### Your objective
Reproduce every line of the listing below without changing anything.

[Start of Dataset entries]

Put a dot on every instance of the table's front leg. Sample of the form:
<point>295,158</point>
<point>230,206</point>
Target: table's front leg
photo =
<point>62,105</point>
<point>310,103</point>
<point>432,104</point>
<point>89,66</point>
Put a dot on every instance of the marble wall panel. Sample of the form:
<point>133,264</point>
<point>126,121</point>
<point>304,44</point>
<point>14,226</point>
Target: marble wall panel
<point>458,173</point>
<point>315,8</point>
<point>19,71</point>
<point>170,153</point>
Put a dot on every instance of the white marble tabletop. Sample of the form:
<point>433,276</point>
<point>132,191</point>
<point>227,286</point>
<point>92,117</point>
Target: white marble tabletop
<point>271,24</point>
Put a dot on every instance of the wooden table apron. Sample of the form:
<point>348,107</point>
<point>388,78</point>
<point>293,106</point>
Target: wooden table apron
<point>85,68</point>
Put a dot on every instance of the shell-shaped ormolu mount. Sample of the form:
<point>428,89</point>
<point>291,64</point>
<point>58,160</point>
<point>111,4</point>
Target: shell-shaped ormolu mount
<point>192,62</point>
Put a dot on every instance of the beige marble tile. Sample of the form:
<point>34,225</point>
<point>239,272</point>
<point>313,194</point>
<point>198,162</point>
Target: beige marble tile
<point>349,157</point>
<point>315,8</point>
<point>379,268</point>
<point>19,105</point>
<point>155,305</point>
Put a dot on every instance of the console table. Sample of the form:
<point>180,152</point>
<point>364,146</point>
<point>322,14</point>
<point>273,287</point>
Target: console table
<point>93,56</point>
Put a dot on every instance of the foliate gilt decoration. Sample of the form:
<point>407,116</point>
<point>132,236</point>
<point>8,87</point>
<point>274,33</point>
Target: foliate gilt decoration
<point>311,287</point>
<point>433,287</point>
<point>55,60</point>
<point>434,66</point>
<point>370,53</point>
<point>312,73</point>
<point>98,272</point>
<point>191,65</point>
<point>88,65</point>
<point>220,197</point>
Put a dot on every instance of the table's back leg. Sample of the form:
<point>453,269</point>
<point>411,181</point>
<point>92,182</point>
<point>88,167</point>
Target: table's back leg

[End of Dataset entries]

### Full output
Put a dot on every instance of the table's front leg. Sample of the form:
<point>295,158</point>
<point>230,206</point>
Target: table's front leg
photo =
<point>62,105</point>
<point>310,103</point>
<point>432,104</point>
<point>89,66</point>
Put a dot on every instance of the marble wall panel. Sample of the form:
<point>133,264</point>
<point>126,121</point>
<point>304,44</point>
<point>14,226</point>
Target: marble wall panel
<point>458,173</point>
<point>315,8</point>
<point>19,71</point>
<point>170,153</point>
Put a dot on every instance of the white marble tabletop. Sample of the form:
<point>433,276</point>
<point>132,191</point>
<point>227,286</point>
<point>92,117</point>
Target: white marble tabletop
<point>271,24</point>
Put a dot on every instance of the wooden table apron. Sample of the form:
<point>348,107</point>
<point>388,78</point>
<point>293,106</point>
Target: wooden table apron
<point>85,68</point>
Put a dot on every instance of the shell-shaped ormolu mount. Sample of the form:
<point>428,89</point>
<point>291,64</point>
<point>58,160</point>
<point>111,4</point>
Target: shell-shaped ormolu mount
<point>192,62</point>
Put a dot on every instance of the beige marble tile. Sample of the form:
<point>34,225</point>
<point>239,272</point>
<point>313,194</point>
<point>198,162</point>
Target: beige marble tile
<point>349,157</point>
<point>315,8</point>
<point>379,268</point>
<point>19,105</point>
<point>155,305</point>
Put a dot on every instance of the console table. Sample of the form:
<point>180,152</point>
<point>364,146</point>
<point>322,14</point>
<point>273,287</point>
Target: console table
<point>93,56</point>
Put a dot on every instance of the foliate gilt decoration. Sample of the form:
<point>407,116</point>
<point>132,236</point>
<point>8,87</point>
<point>274,33</point>
Target: foliate gilt decoration
<point>311,287</point>
<point>433,287</point>
<point>55,60</point>
<point>434,66</point>
<point>370,53</point>
<point>312,73</point>
<point>98,272</point>
<point>191,65</point>
<point>88,65</point>
<point>220,197</point>
Put a dot on every instance of the table's back leg. Sample of the form:
<point>453,269</point>
<point>411,181</point>
<point>92,182</point>
<point>88,167</point>
Target: table's back leg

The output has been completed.